--- Begin EXERCISE MATERIAL ---

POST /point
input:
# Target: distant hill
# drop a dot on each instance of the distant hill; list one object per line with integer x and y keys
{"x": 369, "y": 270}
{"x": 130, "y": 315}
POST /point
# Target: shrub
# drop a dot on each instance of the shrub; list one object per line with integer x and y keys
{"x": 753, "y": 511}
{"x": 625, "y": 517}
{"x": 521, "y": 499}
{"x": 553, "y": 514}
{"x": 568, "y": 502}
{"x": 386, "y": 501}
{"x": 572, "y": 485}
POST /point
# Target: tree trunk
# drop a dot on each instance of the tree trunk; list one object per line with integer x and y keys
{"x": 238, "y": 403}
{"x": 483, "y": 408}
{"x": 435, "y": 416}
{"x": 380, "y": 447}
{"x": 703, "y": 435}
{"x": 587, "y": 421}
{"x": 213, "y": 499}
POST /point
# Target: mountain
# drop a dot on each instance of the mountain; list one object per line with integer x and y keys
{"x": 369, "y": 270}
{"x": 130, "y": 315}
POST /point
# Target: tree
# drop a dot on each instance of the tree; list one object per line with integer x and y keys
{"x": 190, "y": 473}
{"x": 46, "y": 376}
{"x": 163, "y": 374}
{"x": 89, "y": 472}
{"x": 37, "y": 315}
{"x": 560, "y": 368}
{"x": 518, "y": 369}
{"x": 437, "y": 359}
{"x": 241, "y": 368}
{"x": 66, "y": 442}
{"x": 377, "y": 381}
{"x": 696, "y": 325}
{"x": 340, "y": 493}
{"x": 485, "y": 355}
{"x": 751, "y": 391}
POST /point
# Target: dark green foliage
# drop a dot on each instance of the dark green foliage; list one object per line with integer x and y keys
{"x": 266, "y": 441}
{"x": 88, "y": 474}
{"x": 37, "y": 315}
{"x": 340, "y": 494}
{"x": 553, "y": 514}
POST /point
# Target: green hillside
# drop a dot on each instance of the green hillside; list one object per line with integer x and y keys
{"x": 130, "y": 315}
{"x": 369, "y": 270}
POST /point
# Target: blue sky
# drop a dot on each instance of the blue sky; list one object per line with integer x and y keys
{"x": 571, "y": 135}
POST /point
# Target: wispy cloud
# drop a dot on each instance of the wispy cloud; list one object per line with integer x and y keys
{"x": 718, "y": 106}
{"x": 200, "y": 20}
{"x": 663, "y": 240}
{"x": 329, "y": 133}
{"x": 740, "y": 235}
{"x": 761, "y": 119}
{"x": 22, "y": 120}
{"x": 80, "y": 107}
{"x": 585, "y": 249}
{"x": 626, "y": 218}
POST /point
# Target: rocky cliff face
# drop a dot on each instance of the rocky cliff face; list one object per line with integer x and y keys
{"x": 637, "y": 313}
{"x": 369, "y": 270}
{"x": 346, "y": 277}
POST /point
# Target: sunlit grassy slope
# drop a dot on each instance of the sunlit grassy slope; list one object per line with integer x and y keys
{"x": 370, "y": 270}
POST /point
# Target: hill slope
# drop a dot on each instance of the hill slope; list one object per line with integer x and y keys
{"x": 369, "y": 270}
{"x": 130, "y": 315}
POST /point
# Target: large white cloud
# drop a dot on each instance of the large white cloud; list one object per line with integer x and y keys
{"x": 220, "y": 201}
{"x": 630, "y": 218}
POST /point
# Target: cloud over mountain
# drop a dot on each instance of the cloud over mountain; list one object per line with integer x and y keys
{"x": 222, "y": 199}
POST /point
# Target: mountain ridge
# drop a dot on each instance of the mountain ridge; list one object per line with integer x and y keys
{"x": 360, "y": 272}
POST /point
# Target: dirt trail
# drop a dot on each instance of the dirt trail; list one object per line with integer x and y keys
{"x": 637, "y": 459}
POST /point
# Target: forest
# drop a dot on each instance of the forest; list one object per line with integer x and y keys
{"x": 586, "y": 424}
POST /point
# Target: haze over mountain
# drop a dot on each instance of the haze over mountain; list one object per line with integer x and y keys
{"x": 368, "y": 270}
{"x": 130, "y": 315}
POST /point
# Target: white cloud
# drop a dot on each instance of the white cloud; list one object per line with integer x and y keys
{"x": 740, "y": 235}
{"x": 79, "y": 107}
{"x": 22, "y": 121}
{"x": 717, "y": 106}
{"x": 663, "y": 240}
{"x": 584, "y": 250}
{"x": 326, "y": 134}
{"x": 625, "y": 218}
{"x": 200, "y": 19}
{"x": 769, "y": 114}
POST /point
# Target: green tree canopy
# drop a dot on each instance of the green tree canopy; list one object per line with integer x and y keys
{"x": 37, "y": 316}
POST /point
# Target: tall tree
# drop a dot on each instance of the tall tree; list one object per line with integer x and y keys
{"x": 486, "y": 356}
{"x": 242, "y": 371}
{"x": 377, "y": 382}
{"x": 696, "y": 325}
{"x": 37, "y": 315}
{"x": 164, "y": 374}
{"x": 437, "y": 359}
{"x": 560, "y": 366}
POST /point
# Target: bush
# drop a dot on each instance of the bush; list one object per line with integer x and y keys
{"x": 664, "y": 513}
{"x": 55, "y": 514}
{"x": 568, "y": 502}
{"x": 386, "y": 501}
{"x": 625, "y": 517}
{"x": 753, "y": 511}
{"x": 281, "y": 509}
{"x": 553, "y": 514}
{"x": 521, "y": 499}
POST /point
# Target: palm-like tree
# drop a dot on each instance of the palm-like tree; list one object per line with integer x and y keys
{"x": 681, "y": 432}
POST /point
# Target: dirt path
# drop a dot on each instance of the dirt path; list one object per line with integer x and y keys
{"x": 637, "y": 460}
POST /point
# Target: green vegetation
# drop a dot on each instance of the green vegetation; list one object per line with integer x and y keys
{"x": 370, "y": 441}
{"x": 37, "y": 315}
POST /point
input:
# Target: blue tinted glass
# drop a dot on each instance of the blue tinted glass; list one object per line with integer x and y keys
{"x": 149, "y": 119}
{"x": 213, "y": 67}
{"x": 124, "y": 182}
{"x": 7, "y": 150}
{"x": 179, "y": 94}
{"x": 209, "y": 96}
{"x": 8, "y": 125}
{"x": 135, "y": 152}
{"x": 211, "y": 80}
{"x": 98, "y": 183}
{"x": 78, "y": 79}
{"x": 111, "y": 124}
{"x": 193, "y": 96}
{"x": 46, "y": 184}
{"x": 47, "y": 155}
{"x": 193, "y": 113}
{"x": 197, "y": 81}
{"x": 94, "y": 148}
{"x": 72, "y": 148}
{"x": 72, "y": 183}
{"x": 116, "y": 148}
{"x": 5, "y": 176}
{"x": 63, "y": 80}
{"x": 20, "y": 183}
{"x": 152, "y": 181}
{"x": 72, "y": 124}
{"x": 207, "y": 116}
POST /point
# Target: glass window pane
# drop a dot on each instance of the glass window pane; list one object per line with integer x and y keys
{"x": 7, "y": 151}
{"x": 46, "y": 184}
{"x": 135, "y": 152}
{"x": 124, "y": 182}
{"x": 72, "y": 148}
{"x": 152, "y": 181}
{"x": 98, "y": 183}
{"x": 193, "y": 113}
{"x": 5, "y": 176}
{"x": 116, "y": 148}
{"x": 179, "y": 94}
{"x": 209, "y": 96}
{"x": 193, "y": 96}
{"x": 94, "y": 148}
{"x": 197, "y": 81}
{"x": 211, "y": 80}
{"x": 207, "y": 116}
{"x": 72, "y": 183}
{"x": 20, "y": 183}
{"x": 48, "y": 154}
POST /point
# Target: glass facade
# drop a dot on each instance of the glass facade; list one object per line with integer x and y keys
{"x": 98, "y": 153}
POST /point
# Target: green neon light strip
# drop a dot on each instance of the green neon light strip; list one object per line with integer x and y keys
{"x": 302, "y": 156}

--- End EXERCISE MATERIAL ---

* SHORT PROBLEM: Every entry should be output exactly as written, please.

* EXERCISE OUTPUT:
POST /point
input:
# Target: distant hill
# drop a dot on each instance of the distant hill; list one object per line with integer x and y keys
{"x": 369, "y": 270}
{"x": 130, "y": 315}
POST /point
# Target: shrub
# drop a dot on each instance of the shrub; list one object per line with integer x and y keys
{"x": 753, "y": 511}
{"x": 625, "y": 517}
{"x": 521, "y": 499}
{"x": 553, "y": 514}
{"x": 568, "y": 502}
{"x": 386, "y": 501}
{"x": 572, "y": 485}
POST /point
# Target: tree trunk
# drop a dot on each instance of the tree trunk; list one object per line with integer x and y keys
{"x": 238, "y": 403}
{"x": 483, "y": 408}
{"x": 435, "y": 416}
{"x": 380, "y": 447}
{"x": 703, "y": 435}
{"x": 587, "y": 421}
{"x": 213, "y": 499}
POST /point
# Target: mountain
# drop a dot on each instance of the mountain; list one object per line with integer x and y keys
{"x": 369, "y": 270}
{"x": 130, "y": 315}
POST /point
# Target: tree
# drop a dot on each instance of the tree; list one object per line with integer x and y keys
{"x": 190, "y": 473}
{"x": 46, "y": 376}
{"x": 163, "y": 374}
{"x": 89, "y": 472}
{"x": 37, "y": 315}
{"x": 560, "y": 368}
{"x": 518, "y": 369}
{"x": 437, "y": 359}
{"x": 241, "y": 368}
{"x": 66, "y": 442}
{"x": 377, "y": 381}
{"x": 696, "y": 325}
{"x": 340, "y": 493}
{"x": 485, "y": 355}
{"x": 751, "y": 391}
POST /point
# Target: dark green foliage
# drop a dot on each instance of the dark green foliage; list one object per line with integer x and y keys
{"x": 266, "y": 441}
{"x": 88, "y": 474}
{"x": 37, "y": 315}
{"x": 340, "y": 494}
{"x": 553, "y": 514}
POST /point
# Target: green hillside
# drop a dot on each instance of the green hillside; list one object per line with integer x and y keys
{"x": 130, "y": 315}
{"x": 369, "y": 270}
POST /point
# Target: blue sky
# drop a dot on each instance of the blue sky; list one object per line with integer x and y keys
{"x": 571, "y": 135}
POST /point
# Target: wispy cloud
# drop a dot on each instance of the wispy cloud; list one object per line with integer x and y keys
{"x": 718, "y": 106}
{"x": 200, "y": 20}
{"x": 663, "y": 240}
{"x": 329, "y": 133}
{"x": 740, "y": 235}
{"x": 761, "y": 119}
{"x": 22, "y": 120}
{"x": 80, "y": 107}
{"x": 585, "y": 249}
{"x": 626, "y": 218}
POST /point
# Target: rocky cliff face
# drop a dot on each instance of the rocky cliff face; list one object per line with integer x and y keys
{"x": 637, "y": 313}
{"x": 369, "y": 270}
{"x": 346, "y": 277}
POST /point
# Target: sunlit grassy slope
# drop a dot on each instance of the sunlit grassy slope; list one object per line with integer x and y keys
{"x": 370, "y": 270}
POST /point
# Target: hill slope
# drop a dot on each instance of the hill slope; list one object per line with integer x and y keys
{"x": 369, "y": 270}
{"x": 130, "y": 315}
POST /point
# Target: large white cloud
# drop a dot on each instance of the large white cloud; list one object per line with integer x and y keys
{"x": 220, "y": 201}
{"x": 630, "y": 218}
POST /point
# Target: cloud over mountain
# drop a dot on each instance of the cloud over mountain; list one object per line with integer x and y keys
{"x": 222, "y": 199}
POST /point
# Target: mountain ridge
# drop a dot on each instance of the mountain ridge; list one object per line with integer x and y keys
{"x": 360, "y": 272}
POST /point
# Target: dirt trail
# drop a dot on each instance of the dirt trail; list one object per line with integer x and y keys
{"x": 637, "y": 459}
POST /point
# Target: forest
# drop a dot on each instance of the forest; list one object per line with integer x and y keys
{"x": 586, "y": 424}
POST /point
# Target: haze over mountain
# drop a dot on each instance of the haze over mountain; list one object per line with integer x and y keys
{"x": 368, "y": 270}
{"x": 130, "y": 315}
POST /point
# Target: white cloud
# drop a dot on each instance of the white cloud; list one object per line with integer x and y keys
{"x": 740, "y": 235}
{"x": 79, "y": 107}
{"x": 22, "y": 121}
{"x": 717, "y": 106}
{"x": 663, "y": 240}
{"x": 584, "y": 250}
{"x": 326, "y": 134}
{"x": 625, "y": 218}
{"x": 200, "y": 19}
{"x": 769, "y": 114}
POST /point
# Target: green tree canopy
# drop a dot on each instance of the green tree canopy; list one object per line with integer x and y keys
{"x": 37, "y": 316}
POST /point
# Target: tall tree
# drop a dot on each instance of the tall tree; list one object per line with integer x and y keys
{"x": 486, "y": 356}
{"x": 242, "y": 371}
{"x": 377, "y": 382}
{"x": 696, "y": 325}
{"x": 37, "y": 315}
{"x": 164, "y": 374}
{"x": 437, "y": 359}
{"x": 560, "y": 366}
POST /point
# Target: bush
# drop a dot on each instance of the bush; list one object per line with integer x and y keys
{"x": 664, "y": 513}
{"x": 55, "y": 514}
{"x": 568, "y": 502}
{"x": 386, "y": 501}
{"x": 625, "y": 517}
{"x": 753, "y": 511}
{"x": 281, "y": 509}
{"x": 553, "y": 514}
{"x": 521, "y": 499}
POST /point
# Target: palm-like tree
# drop a dot on each instance of the palm-like tree; list one object per line with integer x and y keys
{"x": 681, "y": 432}
POST /point
# Target: dirt path
# drop a dot on each instance of the dirt path; list one object per line with integer x and y keys
{"x": 637, "y": 460}
POST /point
# Target: green vegetation
# drop a dot on each instance of the green vegetation; list one object per line with integer x and y keys
{"x": 370, "y": 441}
{"x": 37, "y": 315}
POST /point
input:
# Target: blue tinted glass
# drop a dot on each instance of the blue tinted glass; list one object per line with integer x and y keys
{"x": 149, "y": 119}
{"x": 213, "y": 67}
{"x": 124, "y": 182}
{"x": 7, "y": 150}
{"x": 179, "y": 94}
{"x": 209, "y": 96}
{"x": 8, "y": 125}
{"x": 135, "y": 152}
{"x": 211, "y": 80}
{"x": 98, "y": 183}
{"x": 78, "y": 79}
{"x": 111, "y": 124}
{"x": 193, "y": 96}
{"x": 46, "y": 184}
{"x": 47, "y": 155}
{"x": 193, "y": 113}
{"x": 197, "y": 81}
{"x": 94, "y": 148}
{"x": 72, "y": 148}
{"x": 72, "y": 183}
{"x": 116, "y": 148}
{"x": 5, "y": 176}
{"x": 63, "y": 80}
{"x": 20, "y": 183}
{"x": 152, "y": 181}
{"x": 72, "y": 124}
{"x": 207, "y": 116}
POST /point
# Target: glass window pane
# drop a dot on each instance of the glass window pane; list one object per line with integer x and y keys
{"x": 7, "y": 151}
{"x": 46, "y": 184}
{"x": 135, "y": 152}
{"x": 124, "y": 182}
{"x": 72, "y": 148}
{"x": 152, "y": 181}
{"x": 98, "y": 183}
{"x": 193, "y": 113}
{"x": 5, "y": 176}
{"x": 116, "y": 148}
{"x": 179, "y": 94}
{"x": 209, "y": 96}
{"x": 193, "y": 96}
{"x": 94, "y": 148}
{"x": 197, "y": 81}
{"x": 211, "y": 80}
{"x": 207, "y": 116}
{"x": 72, "y": 183}
{"x": 20, "y": 183}
{"x": 48, "y": 154}
POST /point
# Target: glass facade
# drop a dot on each instance of the glass facade; list one object per line with integer x and y keys
{"x": 98, "y": 153}
POST /point
# Target: green neon light strip
# drop a dot on each instance of the green neon light strip; list one object per line with integer x and y keys
{"x": 302, "y": 156}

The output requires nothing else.